# [WHAT YOU NEED TO DO]
Using the listing below, copy every line that mentions "racket".
══ MATERIALS PROVIDED ══
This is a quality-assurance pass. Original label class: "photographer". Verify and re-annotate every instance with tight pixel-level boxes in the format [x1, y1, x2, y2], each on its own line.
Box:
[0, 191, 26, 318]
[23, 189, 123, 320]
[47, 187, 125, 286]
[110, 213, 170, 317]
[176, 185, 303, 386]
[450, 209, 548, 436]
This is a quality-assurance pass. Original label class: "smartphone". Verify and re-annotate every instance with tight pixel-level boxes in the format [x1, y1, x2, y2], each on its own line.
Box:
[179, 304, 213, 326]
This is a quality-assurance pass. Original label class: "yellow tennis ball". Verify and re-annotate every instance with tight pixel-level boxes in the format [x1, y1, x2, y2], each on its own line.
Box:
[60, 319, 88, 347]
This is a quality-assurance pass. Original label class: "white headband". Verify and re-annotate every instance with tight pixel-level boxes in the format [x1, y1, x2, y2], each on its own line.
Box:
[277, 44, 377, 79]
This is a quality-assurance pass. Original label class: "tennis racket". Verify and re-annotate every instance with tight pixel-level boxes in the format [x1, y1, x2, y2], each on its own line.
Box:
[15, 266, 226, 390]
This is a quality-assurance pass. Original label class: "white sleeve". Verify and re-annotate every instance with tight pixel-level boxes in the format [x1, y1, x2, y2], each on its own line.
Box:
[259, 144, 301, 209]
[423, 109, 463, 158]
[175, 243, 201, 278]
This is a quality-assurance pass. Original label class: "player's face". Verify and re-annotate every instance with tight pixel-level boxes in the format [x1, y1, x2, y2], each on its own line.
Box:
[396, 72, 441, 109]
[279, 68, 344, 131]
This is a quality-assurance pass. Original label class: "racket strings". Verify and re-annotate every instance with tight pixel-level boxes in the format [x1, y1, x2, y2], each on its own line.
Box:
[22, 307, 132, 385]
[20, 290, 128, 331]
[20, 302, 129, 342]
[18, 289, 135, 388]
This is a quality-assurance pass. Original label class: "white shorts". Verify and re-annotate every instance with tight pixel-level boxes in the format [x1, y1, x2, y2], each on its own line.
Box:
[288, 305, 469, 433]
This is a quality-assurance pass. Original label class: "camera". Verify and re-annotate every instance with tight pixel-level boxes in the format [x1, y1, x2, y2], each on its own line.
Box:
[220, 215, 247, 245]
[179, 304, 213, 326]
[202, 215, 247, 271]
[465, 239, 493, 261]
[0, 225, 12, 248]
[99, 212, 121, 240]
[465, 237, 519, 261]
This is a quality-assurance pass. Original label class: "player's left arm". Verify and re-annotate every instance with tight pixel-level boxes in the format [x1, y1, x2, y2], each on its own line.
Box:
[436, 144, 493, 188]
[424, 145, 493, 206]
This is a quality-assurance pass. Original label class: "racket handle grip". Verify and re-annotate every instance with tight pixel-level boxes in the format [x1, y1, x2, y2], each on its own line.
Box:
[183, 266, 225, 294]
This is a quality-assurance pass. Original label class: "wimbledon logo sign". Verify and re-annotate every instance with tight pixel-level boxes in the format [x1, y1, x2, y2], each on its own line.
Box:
═══
# [ANSWER TO THE PROBLEM]
This is a quality-assurance pass. Original label class: "tennis racket". Verify and re-annotate every instance with tight pixel-level boxes in the format [x1, y1, x2, y2], each on its own line.
This is a quality-assurance pass. Original label class: "racket strings". Verify and re-annotate every instance with tight pixel-level boxes in the format [x1, y1, x2, y2], each on its own line.
This is a quality-assurance pass. Original label class: "racket handle grip". Verify and re-annotate every instance with tight pixel-level boxes in the format [x1, y1, x2, y2], each on its own line.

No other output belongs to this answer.